MATERIAL TO PROCESS:
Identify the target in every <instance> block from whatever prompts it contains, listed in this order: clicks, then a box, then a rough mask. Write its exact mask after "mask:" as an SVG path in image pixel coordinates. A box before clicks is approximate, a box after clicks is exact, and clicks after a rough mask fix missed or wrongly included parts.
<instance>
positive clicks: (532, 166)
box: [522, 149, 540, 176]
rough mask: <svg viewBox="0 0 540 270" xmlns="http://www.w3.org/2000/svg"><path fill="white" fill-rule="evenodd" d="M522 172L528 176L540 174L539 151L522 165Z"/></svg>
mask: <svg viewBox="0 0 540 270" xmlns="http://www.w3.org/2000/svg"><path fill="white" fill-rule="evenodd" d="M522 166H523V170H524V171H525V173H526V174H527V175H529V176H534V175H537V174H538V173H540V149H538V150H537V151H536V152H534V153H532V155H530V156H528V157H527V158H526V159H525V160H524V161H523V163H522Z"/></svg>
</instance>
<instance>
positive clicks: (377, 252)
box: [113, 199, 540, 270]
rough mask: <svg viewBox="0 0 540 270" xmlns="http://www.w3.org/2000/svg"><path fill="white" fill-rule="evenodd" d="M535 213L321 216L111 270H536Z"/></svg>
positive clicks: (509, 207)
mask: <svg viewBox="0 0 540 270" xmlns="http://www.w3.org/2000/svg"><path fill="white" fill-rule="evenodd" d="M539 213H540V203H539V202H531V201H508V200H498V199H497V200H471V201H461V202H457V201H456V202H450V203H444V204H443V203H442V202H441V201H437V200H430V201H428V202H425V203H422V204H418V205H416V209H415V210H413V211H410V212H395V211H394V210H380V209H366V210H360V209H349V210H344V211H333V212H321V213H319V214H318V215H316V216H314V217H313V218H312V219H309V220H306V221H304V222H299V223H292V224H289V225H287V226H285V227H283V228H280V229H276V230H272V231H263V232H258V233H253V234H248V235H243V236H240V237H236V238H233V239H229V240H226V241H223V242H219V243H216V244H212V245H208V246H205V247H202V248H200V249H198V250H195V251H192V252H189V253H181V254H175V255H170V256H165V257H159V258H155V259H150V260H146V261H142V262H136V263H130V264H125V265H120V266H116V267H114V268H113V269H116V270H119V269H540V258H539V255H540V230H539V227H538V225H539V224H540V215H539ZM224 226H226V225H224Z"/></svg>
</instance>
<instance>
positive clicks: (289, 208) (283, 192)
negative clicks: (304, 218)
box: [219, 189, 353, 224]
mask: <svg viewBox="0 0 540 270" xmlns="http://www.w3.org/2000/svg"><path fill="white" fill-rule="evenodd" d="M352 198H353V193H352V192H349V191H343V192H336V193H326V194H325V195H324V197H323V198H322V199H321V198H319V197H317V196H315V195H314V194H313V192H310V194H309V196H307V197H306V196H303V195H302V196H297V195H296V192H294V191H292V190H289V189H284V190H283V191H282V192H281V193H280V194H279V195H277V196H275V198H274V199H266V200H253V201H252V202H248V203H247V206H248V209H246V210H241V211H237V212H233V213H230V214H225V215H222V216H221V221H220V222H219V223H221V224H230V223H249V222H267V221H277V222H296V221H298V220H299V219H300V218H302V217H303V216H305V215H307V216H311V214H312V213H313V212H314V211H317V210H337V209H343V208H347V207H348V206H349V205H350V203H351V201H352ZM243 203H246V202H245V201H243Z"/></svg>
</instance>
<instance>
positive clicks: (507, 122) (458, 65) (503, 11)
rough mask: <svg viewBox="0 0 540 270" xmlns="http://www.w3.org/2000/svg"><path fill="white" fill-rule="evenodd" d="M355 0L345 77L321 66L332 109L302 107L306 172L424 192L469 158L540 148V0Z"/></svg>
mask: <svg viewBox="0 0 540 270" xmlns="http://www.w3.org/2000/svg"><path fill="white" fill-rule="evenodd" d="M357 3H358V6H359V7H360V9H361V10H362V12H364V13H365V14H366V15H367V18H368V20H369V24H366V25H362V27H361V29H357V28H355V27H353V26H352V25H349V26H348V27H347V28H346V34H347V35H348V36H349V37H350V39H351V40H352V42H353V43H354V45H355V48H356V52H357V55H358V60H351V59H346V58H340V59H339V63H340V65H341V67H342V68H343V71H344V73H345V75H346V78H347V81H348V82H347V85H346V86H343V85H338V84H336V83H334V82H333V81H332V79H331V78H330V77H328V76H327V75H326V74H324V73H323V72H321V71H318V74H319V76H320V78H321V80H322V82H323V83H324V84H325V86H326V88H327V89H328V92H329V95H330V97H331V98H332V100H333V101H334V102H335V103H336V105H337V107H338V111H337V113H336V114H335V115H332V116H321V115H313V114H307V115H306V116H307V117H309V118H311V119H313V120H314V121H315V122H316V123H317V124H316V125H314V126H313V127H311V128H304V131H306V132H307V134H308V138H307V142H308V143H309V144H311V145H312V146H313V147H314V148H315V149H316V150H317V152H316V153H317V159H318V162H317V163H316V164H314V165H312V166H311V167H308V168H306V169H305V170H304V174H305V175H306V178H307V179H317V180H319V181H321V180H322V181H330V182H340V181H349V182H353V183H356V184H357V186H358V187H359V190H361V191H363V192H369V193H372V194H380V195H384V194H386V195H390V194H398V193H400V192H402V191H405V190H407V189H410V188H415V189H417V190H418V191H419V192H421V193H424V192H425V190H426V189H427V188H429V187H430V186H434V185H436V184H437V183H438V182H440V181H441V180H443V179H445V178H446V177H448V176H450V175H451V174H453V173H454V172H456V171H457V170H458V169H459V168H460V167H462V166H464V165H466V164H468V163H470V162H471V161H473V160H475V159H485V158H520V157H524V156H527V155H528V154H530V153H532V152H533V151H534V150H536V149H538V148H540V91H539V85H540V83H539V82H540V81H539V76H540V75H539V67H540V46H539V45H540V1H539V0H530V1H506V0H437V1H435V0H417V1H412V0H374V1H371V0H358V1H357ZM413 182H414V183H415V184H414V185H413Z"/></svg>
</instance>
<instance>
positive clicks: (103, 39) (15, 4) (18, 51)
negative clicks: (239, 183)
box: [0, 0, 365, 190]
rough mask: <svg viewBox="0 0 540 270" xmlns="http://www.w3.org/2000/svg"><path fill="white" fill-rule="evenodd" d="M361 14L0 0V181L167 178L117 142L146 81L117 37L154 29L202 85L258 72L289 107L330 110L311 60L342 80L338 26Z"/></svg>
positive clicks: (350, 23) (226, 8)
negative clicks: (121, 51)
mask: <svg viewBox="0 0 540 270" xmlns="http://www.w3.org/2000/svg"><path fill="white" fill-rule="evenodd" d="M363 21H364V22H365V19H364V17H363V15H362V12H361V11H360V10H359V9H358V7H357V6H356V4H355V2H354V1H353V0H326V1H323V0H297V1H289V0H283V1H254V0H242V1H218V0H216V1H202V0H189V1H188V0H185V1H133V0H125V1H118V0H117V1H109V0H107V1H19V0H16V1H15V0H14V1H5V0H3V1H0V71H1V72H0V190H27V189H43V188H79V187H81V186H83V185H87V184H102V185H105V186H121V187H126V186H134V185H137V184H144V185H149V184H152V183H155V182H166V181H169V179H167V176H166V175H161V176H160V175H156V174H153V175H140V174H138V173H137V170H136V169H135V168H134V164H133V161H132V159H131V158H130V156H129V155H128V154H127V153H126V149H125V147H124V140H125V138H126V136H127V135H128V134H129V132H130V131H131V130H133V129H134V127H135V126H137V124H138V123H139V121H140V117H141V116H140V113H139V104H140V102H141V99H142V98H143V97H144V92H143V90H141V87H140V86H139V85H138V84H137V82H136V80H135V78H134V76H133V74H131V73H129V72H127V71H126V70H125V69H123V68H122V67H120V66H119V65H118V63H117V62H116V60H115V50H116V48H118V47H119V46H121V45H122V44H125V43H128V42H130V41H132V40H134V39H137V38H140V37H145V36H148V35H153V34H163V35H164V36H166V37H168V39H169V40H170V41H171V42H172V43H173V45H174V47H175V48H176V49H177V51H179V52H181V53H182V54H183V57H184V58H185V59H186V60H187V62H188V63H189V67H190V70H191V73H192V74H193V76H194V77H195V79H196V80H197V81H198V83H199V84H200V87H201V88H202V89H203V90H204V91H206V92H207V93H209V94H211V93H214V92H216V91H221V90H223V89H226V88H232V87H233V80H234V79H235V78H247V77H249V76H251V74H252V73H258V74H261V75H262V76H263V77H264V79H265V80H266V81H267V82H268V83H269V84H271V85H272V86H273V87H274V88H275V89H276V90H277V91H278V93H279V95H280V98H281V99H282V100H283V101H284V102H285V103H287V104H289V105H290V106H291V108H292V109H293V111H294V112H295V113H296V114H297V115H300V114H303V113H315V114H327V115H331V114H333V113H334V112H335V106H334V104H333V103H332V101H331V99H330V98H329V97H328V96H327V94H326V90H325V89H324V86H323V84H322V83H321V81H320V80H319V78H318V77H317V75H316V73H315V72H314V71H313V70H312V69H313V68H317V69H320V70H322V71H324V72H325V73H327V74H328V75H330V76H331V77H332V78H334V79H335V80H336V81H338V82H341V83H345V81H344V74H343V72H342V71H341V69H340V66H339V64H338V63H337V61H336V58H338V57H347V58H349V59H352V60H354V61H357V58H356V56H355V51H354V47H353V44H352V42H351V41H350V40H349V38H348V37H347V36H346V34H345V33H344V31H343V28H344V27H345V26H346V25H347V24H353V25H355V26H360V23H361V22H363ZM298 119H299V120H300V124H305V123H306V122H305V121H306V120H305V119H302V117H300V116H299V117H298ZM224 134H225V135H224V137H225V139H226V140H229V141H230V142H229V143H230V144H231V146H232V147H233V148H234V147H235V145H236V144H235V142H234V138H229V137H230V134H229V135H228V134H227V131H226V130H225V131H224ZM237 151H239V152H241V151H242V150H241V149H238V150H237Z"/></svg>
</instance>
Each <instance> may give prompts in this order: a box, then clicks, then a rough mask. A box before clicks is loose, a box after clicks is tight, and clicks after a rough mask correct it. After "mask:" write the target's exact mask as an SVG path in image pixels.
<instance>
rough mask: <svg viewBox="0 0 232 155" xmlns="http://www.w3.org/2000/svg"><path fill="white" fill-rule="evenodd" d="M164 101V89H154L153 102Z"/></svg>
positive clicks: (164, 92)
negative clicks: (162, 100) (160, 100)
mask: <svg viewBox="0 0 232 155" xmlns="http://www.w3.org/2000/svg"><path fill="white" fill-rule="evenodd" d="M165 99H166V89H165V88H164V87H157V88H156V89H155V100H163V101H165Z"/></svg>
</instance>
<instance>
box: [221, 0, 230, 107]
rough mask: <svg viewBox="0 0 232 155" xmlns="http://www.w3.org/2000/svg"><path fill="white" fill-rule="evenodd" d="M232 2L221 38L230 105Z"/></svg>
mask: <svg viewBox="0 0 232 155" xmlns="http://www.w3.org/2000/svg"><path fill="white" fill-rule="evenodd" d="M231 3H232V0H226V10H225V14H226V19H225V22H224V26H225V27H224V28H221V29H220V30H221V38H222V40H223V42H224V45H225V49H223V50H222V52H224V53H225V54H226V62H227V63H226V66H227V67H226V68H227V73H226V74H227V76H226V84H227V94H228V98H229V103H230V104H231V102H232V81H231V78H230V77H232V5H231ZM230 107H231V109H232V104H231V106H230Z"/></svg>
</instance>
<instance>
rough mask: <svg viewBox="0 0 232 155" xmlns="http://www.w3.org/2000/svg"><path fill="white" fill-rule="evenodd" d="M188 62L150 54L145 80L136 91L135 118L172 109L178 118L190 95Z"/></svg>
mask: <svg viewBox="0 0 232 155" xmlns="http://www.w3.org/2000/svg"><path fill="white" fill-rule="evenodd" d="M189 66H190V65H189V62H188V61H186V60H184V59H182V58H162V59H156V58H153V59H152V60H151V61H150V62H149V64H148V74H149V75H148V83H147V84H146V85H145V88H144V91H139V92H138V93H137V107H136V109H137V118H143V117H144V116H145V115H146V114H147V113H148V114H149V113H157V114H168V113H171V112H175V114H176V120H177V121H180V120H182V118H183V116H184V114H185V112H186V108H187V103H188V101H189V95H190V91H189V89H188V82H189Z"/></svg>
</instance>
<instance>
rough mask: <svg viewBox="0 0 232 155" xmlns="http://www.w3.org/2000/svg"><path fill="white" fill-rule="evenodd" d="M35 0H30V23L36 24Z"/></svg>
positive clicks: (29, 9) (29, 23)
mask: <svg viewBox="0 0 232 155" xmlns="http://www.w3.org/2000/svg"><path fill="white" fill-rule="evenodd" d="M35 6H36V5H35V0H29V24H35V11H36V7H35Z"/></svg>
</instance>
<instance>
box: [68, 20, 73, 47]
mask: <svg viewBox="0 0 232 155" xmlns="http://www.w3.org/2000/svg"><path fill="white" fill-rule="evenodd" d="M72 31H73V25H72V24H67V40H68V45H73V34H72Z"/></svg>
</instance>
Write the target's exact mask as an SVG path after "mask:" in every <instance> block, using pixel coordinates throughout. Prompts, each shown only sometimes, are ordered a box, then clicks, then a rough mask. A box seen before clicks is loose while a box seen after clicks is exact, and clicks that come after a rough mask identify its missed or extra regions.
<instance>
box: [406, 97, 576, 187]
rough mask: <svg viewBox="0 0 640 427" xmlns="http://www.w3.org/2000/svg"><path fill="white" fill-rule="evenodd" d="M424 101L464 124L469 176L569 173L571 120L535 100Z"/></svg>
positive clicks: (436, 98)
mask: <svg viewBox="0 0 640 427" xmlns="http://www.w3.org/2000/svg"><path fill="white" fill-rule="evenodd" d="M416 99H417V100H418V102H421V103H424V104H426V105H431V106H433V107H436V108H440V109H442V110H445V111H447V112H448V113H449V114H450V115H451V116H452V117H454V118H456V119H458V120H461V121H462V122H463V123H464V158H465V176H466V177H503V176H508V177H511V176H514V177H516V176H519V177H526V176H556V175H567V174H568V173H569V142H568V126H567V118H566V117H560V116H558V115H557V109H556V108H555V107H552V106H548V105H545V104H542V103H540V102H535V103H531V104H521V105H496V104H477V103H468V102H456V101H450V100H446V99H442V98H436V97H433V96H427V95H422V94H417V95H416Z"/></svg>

TASK PROMPT: Report every line of the listing above that contains the word "negative", copying each one in full.

ANSWER TO THIS PROBLEM:
negative clicks: (304, 218)
negative clicks: (239, 183)
negative clicks: (121, 51)
negative clicks: (162, 100) (160, 100)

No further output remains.